> [WORK INSTRUCTIONS]: Copy out exactly the lines that begin with the one containing "Exercise. Point to the weathered" and continue until the last line of the material.

> [WORKING DATA]:
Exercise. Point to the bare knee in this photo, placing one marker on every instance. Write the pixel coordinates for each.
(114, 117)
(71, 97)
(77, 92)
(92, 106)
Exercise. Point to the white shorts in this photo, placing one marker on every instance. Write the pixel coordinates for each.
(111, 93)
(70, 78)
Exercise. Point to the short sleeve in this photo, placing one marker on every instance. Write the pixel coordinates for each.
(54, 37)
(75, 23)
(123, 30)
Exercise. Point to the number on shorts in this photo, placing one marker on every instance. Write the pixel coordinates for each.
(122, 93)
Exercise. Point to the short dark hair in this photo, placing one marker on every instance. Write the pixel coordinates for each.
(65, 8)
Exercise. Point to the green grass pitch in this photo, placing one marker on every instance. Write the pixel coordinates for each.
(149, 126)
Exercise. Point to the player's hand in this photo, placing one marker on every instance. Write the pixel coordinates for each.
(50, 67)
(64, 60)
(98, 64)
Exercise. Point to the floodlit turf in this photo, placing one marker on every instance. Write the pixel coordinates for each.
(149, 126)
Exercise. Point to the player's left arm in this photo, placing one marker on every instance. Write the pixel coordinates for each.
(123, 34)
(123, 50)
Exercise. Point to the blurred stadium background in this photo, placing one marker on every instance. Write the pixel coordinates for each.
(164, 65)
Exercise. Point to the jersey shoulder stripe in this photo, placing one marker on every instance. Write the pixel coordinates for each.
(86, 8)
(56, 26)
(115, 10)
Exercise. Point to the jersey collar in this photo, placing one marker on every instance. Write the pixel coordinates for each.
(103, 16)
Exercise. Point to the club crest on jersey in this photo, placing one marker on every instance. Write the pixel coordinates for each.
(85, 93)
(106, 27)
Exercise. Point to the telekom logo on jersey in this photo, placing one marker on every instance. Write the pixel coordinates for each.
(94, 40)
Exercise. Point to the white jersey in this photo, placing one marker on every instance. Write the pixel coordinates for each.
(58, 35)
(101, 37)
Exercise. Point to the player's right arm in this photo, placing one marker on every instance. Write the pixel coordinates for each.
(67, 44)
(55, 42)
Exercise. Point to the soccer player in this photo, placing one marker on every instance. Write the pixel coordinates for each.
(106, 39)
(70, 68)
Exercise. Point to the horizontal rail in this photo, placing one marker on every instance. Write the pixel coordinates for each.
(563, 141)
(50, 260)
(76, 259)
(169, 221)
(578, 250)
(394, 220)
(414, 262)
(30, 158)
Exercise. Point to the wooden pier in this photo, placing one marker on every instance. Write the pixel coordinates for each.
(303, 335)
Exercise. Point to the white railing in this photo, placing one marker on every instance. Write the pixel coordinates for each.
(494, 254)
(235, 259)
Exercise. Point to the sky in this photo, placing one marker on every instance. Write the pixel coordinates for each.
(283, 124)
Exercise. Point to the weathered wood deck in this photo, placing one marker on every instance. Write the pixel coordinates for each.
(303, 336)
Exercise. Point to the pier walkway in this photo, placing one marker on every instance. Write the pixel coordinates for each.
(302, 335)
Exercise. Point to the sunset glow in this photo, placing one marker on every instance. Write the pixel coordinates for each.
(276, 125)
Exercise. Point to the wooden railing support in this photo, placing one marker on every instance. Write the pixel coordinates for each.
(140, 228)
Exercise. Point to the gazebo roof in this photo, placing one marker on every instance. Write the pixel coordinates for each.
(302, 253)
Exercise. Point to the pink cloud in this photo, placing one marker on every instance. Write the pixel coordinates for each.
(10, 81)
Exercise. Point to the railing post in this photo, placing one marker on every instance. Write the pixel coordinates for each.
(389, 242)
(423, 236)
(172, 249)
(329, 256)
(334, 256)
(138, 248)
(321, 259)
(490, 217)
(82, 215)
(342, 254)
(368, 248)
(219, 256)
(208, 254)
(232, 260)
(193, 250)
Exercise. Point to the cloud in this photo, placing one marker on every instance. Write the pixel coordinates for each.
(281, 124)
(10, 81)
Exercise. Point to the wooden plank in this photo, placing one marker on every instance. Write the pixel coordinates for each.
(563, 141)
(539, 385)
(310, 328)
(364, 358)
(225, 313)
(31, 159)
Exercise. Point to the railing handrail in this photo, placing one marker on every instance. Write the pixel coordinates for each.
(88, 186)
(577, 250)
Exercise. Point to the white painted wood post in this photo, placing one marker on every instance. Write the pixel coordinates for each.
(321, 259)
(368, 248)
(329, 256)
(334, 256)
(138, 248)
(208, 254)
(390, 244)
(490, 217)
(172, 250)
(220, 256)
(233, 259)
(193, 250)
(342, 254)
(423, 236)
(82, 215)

> [SOLUTION BELOW]:
Exercise. Point to the weathered wood deck in this photo, placing one marker on every instance. Write the pixel coordinates for each.
(303, 336)
Exercise. Point to the pier walkway in this photo, placing one marker on every instance. Write the pixel coordinates for each.
(302, 335)
Exercise. Point to the sunset glow in this photo, placing one marker on every instance. Write the pixel coordinates for each.
(276, 125)
Exercise. Point to the wooden railing support in this photo, placing one marker on every instance. Write the pixel coordinates for each.
(140, 228)
Exercise. Point to the gazebo roof in this photo, placing one marker on every instance. Write the pixel coordinates for each.
(302, 253)
Exercise. Point to the pink cloud in this photo, placing one marker on every instance. Write the pixel coordinates for each.
(10, 81)
Exercise. Point to the railing post in this photo, placing one marker on every instance. Write the pixel coordinates for each.
(389, 242)
(423, 236)
(172, 249)
(329, 256)
(334, 256)
(138, 248)
(321, 259)
(490, 217)
(82, 215)
(342, 254)
(368, 248)
(219, 256)
(208, 254)
(232, 260)
(193, 250)
Exercise. Point to the cloud in this photo, placing one marker on every instance. Write the pixel coordinates for each.
(281, 124)
(10, 81)
Exercise. Point to the wooden plank in this photo, placing one marker on every instance. Write the pixel coordinates for each.
(563, 141)
(539, 385)
(310, 328)
(364, 358)
(225, 313)
(31, 159)
Exercise. Point to the railing handrail in this photo, placing one marker on every instance. Write the pixel coordinates for each.
(88, 186)
(577, 250)
Exercise. Point to the white painted wood post in this photo, placing one marker on every instance. Write the pixel coordinates for each.
(321, 259)
(368, 248)
(329, 256)
(334, 256)
(138, 248)
(208, 254)
(390, 244)
(490, 217)
(172, 250)
(220, 256)
(233, 259)
(193, 250)
(342, 254)
(423, 236)
(82, 215)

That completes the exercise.